할 일: 아래 줄을 모두 고쳐 다시 써 주세요. "in this picture"를 전부 "in this image"로 바꾸고 나머지는 그대로 두되, 그림은 빼고 적어 주세요.

주어진 자료:
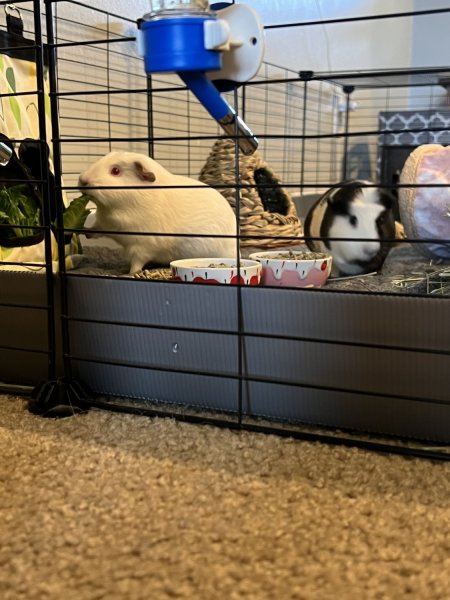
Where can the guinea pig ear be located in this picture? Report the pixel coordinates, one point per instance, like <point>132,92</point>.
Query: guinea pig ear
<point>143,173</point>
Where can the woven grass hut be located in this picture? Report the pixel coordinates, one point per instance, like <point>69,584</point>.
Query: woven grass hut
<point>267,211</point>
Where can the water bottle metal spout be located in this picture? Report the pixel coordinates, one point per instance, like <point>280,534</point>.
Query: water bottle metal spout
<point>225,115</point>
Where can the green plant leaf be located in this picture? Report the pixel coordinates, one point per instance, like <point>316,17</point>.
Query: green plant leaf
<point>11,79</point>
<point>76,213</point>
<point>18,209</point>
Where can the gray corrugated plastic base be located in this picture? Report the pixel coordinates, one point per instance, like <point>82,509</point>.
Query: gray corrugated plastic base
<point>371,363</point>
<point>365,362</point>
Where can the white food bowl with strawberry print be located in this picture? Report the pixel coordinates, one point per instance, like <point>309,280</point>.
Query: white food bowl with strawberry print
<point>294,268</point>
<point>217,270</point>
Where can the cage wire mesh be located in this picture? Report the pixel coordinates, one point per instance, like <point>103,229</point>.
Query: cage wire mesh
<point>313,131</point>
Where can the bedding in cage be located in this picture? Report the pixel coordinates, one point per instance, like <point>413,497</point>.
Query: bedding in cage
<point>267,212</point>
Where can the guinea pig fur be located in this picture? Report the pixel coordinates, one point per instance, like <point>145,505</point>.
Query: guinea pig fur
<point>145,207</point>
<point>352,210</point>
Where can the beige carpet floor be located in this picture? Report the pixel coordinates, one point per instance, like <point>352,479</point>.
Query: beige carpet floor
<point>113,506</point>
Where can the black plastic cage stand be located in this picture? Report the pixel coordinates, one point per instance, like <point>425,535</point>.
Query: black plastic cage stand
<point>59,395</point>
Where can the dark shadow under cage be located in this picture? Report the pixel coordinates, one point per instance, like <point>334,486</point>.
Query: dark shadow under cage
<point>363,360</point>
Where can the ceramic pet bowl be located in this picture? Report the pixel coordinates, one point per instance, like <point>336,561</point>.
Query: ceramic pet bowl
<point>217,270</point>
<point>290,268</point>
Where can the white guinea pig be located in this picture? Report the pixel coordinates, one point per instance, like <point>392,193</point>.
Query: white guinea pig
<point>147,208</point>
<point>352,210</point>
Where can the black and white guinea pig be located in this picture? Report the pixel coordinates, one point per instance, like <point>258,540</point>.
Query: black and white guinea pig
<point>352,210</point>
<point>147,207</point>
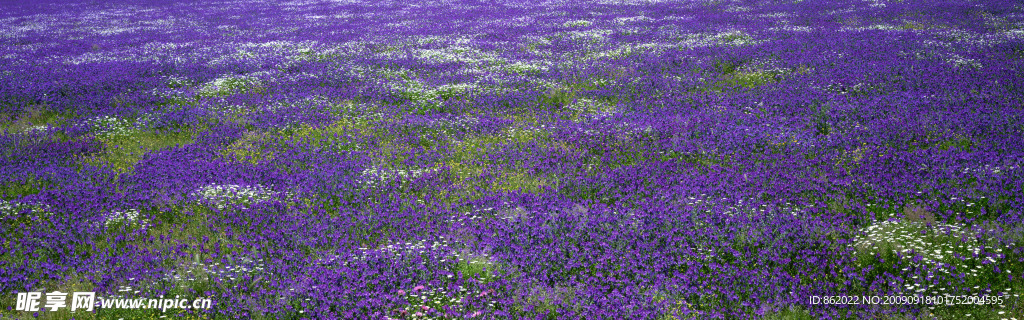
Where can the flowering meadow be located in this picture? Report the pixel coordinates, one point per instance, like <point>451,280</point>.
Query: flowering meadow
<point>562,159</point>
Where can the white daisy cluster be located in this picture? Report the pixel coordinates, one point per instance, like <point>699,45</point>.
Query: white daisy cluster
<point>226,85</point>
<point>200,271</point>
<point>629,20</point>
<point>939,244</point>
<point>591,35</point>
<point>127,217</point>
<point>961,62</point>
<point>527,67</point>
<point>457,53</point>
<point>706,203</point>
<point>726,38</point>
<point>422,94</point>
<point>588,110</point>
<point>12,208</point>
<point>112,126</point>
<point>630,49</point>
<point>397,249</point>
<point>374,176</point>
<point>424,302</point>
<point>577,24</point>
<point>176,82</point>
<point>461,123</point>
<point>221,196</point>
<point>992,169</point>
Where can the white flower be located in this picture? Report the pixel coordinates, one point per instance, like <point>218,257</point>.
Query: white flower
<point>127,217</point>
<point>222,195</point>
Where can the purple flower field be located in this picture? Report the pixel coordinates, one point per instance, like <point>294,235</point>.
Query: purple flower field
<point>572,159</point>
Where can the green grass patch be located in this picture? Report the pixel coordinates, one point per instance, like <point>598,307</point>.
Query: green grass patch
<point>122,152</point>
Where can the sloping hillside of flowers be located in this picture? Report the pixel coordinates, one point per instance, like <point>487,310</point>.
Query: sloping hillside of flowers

풀이한 답:
Where can the guinea pig ear be located in this image? Report the pixel coordinates, one point per instance, like <point>132,92</point>.
Query: guinea pig ear
<point>143,173</point>
Where can the woven grass hut be located in this image? Report the pixel coordinates, one point per instance, like <point>69,584</point>.
Query: woven grass hut
<point>267,211</point>
Where can the water bottle metal spout be located in this image? Report the pixel coordinates, one point per instance, like <point>280,534</point>.
Query: water bottle metal spout
<point>225,115</point>
Where can the green plant leaf be located in this image? Report the pixel coordinates, one point per instance, like <point>316,17</point>.
Query: green plant leaf
<point>11,79</point>
<point>76,213</point>
<point>18,209</point>
Where can the gray corrugated plastic base be located in this image? Report the pixel coordinates, one point per instance, like <point>82,509</point>.
Query: gray corrugated plastic base
<point>371,363</point>
<point>365,362</point>
Where can the white food bowl with strawberry print be located in this image? Report the pixel coordinates, one point per instance, like <point>309,280</point>.
Query: white food bowl with strawberry print
<point>294,268</point>
<point>217,270</point>
Where can the cage wire mesh be located in this image? Report the pixel coordinates, one point per instance, like <point>103,229</point>.
Query: cage wire mesh
<point>313,131</point>
Where can the bedding in cage be located in this image? Report the pixel coordinates, one point per instance, like <point>413,497</point>.
Query: bedding in cage
<point>267,212</point>
Where can the guinea pig fur be located in this image? Report the pixel coordinates, one point per instance, like <point>145,505</point>.
Query: guinea pig fur
<point>145,207</point>
<point>352,210</point>
Where can the beige carpet floor be located in this image? Report the pixel coordinates, one point per instance, like <point>352,479</point>.
Query: beige carpet floor
<point>113,506</point>
Where can the black plastic cage stand be located in this image? Report the pixel coordinates, one point per instance, like <point>425,535</point>.
Query: black plastic cage stand
<point>59,395</point>
Where can the dark shadow under cage be located in this image? Report the pixel coordinates, one point per instance, like <point>334,486</point>.
Query: dark shadow under cage
<point>363,360</point>
Where can the ceramic pet bowl be located in this image? Report the pixel coordinates, one point per instance, like <point>336,561</point>.
Query: ceramic pet bowl
<point>217,270</point>
<point>290,268</point>
Where can the white guinea pig be located in this image? Report the pixel coordinates, one point per instance, like <point>392,193</point>.
Query: white guinea pig
<point>147,208</point>
<point>352,210</point>
Where can the black and white guinea pig be located in this image? Report the pixel coordinates, one point per instance, like <point>258,540</point>.
Query: black and white guinea pig
<point>352,210</point>
<point>147,207</point>
Where can the flowering meadow be located in this image? Report the pixel coordinates, one point per instance, like <point>451,280</point>.
Query: flowering meadow
<point>562,159</point>
Where can the white daisy cluster be located in this image? Report the pixel coordinates, one point per instance, like <point>699,45</point>.
Query: white daisy cluster
<point>226,85</point>
<point>200,271</point>
<point>629,20</point>
<point>939,244</point>
<point>591,35</point>
<point>127,217</point>
<point>961,62</point>
<point>527,67</point>
<point>457,53</point>
<point>706,203</point>
<point>726,38</point>
<point>422,94</point>
<point>588,110</point>
<point>12,208</point>
<point>112,126</point>
<point>630,49</point>
<point>397,249</point>
<point>374,176</point>
<point>424,302</point>
<point>577,24</point>
<point>176,82</point>
<point>461,123</point>
<point>221,196</point>
<point>992,169</point>
Where can the white flower be located in this image? Report the pixel coordinates, one point per instance, like <point>218,257</point>.
Query: white flower
<point>127,217</point>
<point>222,195</point>
Where can the purple flower field be located in this image? Report the pixel coordinates, one point per instance, like <point>294,235</point>.
Query: purple flower field
<point>572,159</point>
Where can the green grass patch be located in this image? Report the pixel coordinates, one point per instance, like <point>598,307</point>.
Query: green grass patch
<point>122,152</point>
Where can the sloping hillside of flowers be located in this image? Report the pixel coordinates, one point per instance, like <point>487,310</point>.
Query: sloping hillside of flowers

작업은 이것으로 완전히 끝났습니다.